Short problem: Omit every picture and output the rest of the records exactly as they are.

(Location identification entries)
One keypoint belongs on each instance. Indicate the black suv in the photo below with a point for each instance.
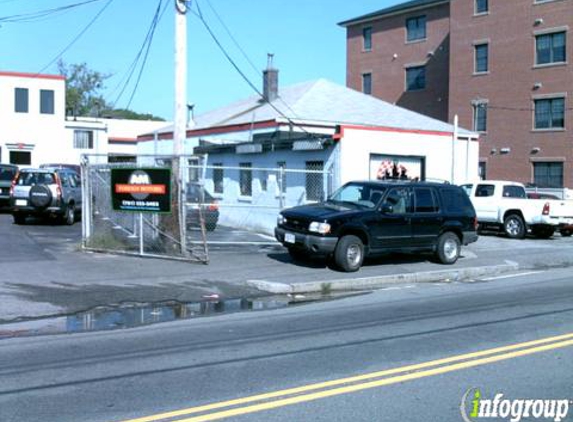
(371, 218)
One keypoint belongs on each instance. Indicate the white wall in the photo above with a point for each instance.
(357, 145)
(41, 134)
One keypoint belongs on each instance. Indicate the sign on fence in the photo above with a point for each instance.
(141, 189)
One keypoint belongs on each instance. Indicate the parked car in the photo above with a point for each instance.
(370, 218)
(504, 205)
(46, 192)
(73, 167)
(7, 174)
(200, 202)
(537, 195)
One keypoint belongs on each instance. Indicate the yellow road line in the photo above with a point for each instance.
(549, 343)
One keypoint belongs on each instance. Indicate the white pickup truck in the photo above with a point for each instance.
(501, 204)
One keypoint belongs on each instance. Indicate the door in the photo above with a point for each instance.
(484, 202)
(391, 229)
(426, 218)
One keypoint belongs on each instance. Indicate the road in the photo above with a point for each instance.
(141, 373)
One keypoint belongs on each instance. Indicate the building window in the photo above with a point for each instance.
(46, 101)
(415, 78)
(548, 175)
(218, 177)
(550, 48)
(314, 180)
(550, 113)
(481, 6)
(481, 53)
(83, 139)
(367, 83)
(367, 38)
(282, 180)
(416, 28)
(246, 179)
(482, 170)
(21, 157)
(480, 117)
(21, 100)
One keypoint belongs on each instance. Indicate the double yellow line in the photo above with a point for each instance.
(276, 399)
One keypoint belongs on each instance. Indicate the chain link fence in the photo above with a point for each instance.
(158, 234)
(210, 204)
(248, 199)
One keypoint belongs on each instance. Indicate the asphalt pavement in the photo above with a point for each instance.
(44, 272)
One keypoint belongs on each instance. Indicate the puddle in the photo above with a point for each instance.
(138, 314)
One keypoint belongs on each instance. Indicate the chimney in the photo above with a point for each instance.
(270, 80)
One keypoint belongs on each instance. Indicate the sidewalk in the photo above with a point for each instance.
(69, 281)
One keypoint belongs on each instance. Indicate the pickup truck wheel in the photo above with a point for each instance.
(449, 248)
(296, 254)
(543, 232)
(349, 253)
(514, 226)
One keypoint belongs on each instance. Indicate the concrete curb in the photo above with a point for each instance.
(367, 283)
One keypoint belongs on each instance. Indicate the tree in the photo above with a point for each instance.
(83, 87)
(84, 98)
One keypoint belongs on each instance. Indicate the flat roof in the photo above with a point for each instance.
(32, 75)
(399, 8)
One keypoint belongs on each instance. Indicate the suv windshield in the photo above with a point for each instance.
(358, 194)
(33, 178)
(7, 173)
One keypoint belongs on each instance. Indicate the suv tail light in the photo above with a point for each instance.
(59, 186)
(13, 184)
(213, 206)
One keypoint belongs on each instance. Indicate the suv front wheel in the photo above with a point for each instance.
(349, 253)
(449, 247)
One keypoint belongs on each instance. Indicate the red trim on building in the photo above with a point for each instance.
(123, 140)
(340, 135)
(33, 75)
(215, 130)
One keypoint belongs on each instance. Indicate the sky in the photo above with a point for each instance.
(303, 35)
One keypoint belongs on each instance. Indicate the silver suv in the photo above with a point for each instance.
(46, 192)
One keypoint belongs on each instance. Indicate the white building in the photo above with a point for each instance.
(35, 130)
(32, 114)
(314, 126)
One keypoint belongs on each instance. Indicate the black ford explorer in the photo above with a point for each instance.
(370, 218)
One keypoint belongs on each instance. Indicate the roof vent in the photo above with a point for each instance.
(270, 80)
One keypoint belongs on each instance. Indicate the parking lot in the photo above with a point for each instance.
(45, 272)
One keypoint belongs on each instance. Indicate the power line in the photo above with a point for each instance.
(238, 69)
(144, 47)
(33, 16)
(80, 34)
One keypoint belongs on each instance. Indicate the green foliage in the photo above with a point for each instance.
(83, 87)
(84, 98)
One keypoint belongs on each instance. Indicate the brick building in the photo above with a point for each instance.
(500, 65)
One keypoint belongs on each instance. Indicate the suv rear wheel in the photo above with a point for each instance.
(69, 216)
(448, 250)
(19, 218)
(514, 226)
(349, 253)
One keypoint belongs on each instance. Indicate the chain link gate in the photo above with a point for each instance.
(177, 234)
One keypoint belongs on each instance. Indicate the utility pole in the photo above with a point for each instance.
(180, 115)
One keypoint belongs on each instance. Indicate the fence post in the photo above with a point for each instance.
(280, 183)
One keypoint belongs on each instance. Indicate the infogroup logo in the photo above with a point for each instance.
(475, 407)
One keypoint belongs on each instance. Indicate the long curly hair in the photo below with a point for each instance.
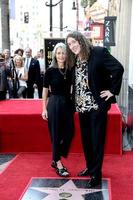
(85, 46)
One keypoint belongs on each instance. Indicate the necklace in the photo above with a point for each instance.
(63, 73)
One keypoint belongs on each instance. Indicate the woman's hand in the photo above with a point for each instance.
(106, 94)
(45, 115)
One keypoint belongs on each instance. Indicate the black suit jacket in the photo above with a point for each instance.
(104, 73)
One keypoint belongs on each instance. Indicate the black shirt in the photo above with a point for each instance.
(58, 80)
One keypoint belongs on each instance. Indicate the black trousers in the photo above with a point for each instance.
(61, 125)
(93, 132)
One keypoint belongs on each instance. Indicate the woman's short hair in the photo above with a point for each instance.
(58, 45)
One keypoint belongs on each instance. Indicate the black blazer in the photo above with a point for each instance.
(104, 73)
(34, 72)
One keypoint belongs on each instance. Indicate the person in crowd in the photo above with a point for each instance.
(10, 66)
(22, 76)
(57, 107)
(42, 69)
(97, 78)
(19, 52)
(4, 73)
(32, 66)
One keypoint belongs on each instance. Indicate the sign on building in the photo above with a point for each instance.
(49, 44)
(109, 31)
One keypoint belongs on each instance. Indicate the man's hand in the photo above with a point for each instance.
(106, 94)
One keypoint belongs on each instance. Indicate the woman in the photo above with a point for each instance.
(97, 79)
(22, 76)
(4, 74)
(57, 108)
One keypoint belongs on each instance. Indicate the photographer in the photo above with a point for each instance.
(4, 73)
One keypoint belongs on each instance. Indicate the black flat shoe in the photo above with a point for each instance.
(62, 172)
(53, 164)
(93, 182)
(84, 172)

Answer to the problem:
One keypoint belongs on each instance. Indicate the black suv in the photo below with a point for each instance.
(371, 218)
One keypoint belongs on each instance. Indicate the white wall in the photo above with a point for each instance.
(357, 145)
(41, 134)
One keypoint belongs on each instance. Indicate the sign on fence in the photo above with a point for each instance.
(141, 189)
One keypoint belongs on each instance. Indicate the parked car in the photo above with a point for each instance.
(370, 218)
(504, 205)
(46, 192)
(73, 167)
(7, 174)
(200, 202)
(537, 195)
One keypoint belongs on each instance. Indicate the yellow road line in the photo above with a point for each instance.
(549, 343)
One keypoint belongs on each instance. Indicate the white pickup truck in the photo above with a point for each instance.
(501, 204)
One keypoint belongs on each instance. Indicate the door in the photo above with a point for each instance.
(484, 202)
(391, 229)
(426, 218)
One keypoint belongs on each instance. Indicate the road in the photo above with a point for each instance.
(141, 373)
One keypoint belongs on each instance. Indicate the building window in the photo above with a point for each instance.
(46, 101)
(415, 78)
(548, 175)
(218, 177)
(550, 48)
(314, 180)
(550, 113)
(481, 6)
(481, 53)
(83, 139)
(367, 83)
(367, 38)
(282, 180)
(416, 28)
(246, 179)
(482, 170)
(21, 157)
(480, 117)
(21, 100)
One keypoint belongs on each instance. Indicate the double yellow line in the photo above with a point for each instance.
(276, 399)
One keypoint belongs on each instance. Indicate the chain link fence in the photo above with a point for each instance.
(158, 234)
(210, 204)
(248, 199)
One keypoint belongs on each instance. Indicate the asphalt pavement in the photo above with a point for each instance.
(44, 272)
One keypoint belongs on each instance. Indicate the puddle in the photo above with a point for each instance.
(138, 314)
One keypoint belongs on each instance. Indicate the chimney in the photo above with a point for each instance.
(270, 80)
One keypoint belongs on each instance. Indicate the sidewalk in the photo above with a point for each instance.
(69, 281)
One keypoint belongs on each instance. Indicate the pickup truck wheel in the photo above with a point for each instance.
(449, 248)
(296, 254)
(543, 232)
(349, 253)
(514, 226)
One keypoint belongs on each instance. Indicate the concrete curb in the photo above with a point for each instance.
(367, 283)
One keypoint belongs on each instance. Indicate the tree in the photo above with a point for each instance.
(83, 87)
(84, 98)
One keypoint belongs on each instance. Indicate the flat roof in the photo above with a point for each instance.
(32, 75)
(399, 8)
One keypoint belongs on each instance. Indicate the suv windshield in the photo above with a point for each instance.
(358, 194)
(33, 178)
(7, 173)
One keypoint belongs on each instance. Indicate the suv tail light in the photo above with a point for each instance.
(59, 186)
(13, 184)
(213, 206)
One keypoint belongs on each instance. Indicate the suv front wheel in the photo above with a point for each instance.
(349, 253)
(449, 247)
One keypoint belongs on each instance. Indicate the red trim on building in the photo above with a point for each instance.
(123, 140)
(340, 135)
(33, 75)
(215, 130)
One keypoint belongs on each instance. Indicate the sky in the photo above with a point for each instance.
(303, 35)
One keypoint belongs on each instance. Indicate the silver suv in the photo above with a point for each instance.
(46, 192)
One keypoint belongs on each instance. Indicate the white building in the photo above with a point for each instance.
(35, 130)
(32, 114)
(314, 126)
One keypoint belongs on each instance. Indicate the black ford explorer in the photo above with a point for each instance.
(370, 218)
One keypoint belongs on each instance. Indicate the roof vent in the photo above with a point for each instance.
(270, 80)
One keypoint belongs on each instance. Indicate the parking lot in the photo above with a point for each instance.
(45, 272)
One keypoint belongs on each instance. Indicate the power line in the photo above with a point for each instance.
(238, 69)
(144, 47)
(33, 16)
(80, 34)
One keypoint belongs on each instance. Indicate the green foliage in the photo above with a point for each instance.
(83, 87)
(84, 98)
One keypoint belongs on each instance. Indicate the brick building in the photo above with a point for each instance.
(500, 65)
One keypoint belongs on each instance. Indicate the suv rear wheel in the photo above with a point for each instance.
(69, 216)
(448, 250)
(19, 218)
(514, 226)
(349, 253)
One keypoint belongs on each instance. Indicate the chain link gate in the photo above with a point for each instance.
(177, 234)
One keypoint belongs on each instance. Indicate the utility pole in the photo above with a point for each instance.
(180, 115)
One keypoint belongs on each instance. Indicate the fence post in the photo above with a point for each instance.
(280, 183)
One keypoint belongs on each instance. Indicate the infogroup logo in the photo above with a point for each instance.
(475, 407)
One keypoint belongs on each instance. Indicate the long curly hair in the photo below with a point for each instance.
(85, 46)
One keypoint belongs on each instance. Indicate the necklace in the photo above with a point for each instance.
(63, 73)
One keypoint belongs on each instance. Indicate the woman's hand in the photo above with a point for each instance.
(106, 94)
(45, 115)
One keypoint belongs on each instance. Indicate the black suit jacket in the photo above with a point for each instance.
(104, 73)
One keypoint belongs on each instance. Indicate the black shirt in the photo above with a point for each instance.
(58, 80)
One keypoint belongs on each instance. Indicate the black trousers in the photo above with a point for each instance.
(61, 125)
(93, 132)
One keypoint belongs on each instance. Indicate the woman's short hair in the photo above with a point for each instance.
(58, 45)
One keypoint belongs on each instance. Indicate the black blazer in the photo above with a point for each instance.
(104, 73)
(34, 72)
One keypoint belongs on each instance. Indicate the person in crowd in the photo above with a point for each instance.
(10, 66)
(22, 76)
(57, 107)
(42, 69)
(97, 78)
(19, 52)
(4, 73)
(32, 66)
One keypoint belongs on each instance. Indicate the sign on building in the photo above with a point for each instance.
(49, 44)
(109, 31)
One keypoint belongs on each instance. Indicate the man's hand in the photo above with a point for each instance.
(106, 94)
One keypoint belongs on each instance. Indicate the woman in the photo above with a point for each instance.
(97, 79)
(22, 76)
(4, 74)
(57, 108)
One keypoint belongs on each instance. Indicate the photographer in the photo above with a point for each instance.
(4, 73)
One keypoint belongs on each instance. Indicate the black flat shoe in the photo above with a point for each instance.
(62, 172)
(53, 164)
(93, 182)
(84, 172)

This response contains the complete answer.